[Listed entries Boundary: Start]

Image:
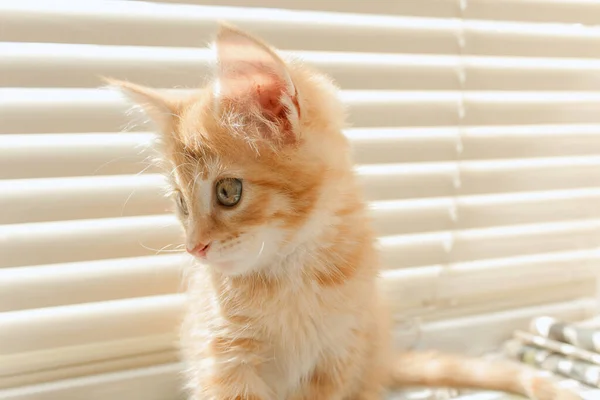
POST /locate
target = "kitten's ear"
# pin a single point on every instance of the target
(158, 107)
(251, 74)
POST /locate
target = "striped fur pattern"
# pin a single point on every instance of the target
(284, 304)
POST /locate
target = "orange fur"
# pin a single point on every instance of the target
(288, 306)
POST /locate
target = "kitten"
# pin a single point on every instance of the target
(286, 305)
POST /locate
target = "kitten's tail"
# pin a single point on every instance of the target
(434, 369)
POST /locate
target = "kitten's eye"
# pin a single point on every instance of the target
(181, 203)
(229, 191)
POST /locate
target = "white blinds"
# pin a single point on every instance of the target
(476, 129)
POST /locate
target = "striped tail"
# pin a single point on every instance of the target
(433, 369)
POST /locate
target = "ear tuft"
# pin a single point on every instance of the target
(159, 107)
(252, 76)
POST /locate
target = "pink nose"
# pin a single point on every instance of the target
(200, 249)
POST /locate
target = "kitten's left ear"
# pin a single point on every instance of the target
(252, 75)
(160, 108)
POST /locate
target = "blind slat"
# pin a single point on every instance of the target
(81, 198)
(76, 110)
(88, 323)
(43, 65)
(80, 154)
(62, 284)
(109, 322)
(498, 242)
(126, 195)
(136, 23)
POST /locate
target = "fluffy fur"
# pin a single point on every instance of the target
(285, 304)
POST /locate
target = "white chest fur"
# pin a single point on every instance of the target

[Listed entries Boundary: End]

* [What to work on]: Which lines above hold the string "kitten"? Please copy all of them.

* [Exercise response]:
target = "kitten's ear"
target = "kitten"
target = "kitten's tail"
target = "kitten's eye"
target = "kitten's left ear"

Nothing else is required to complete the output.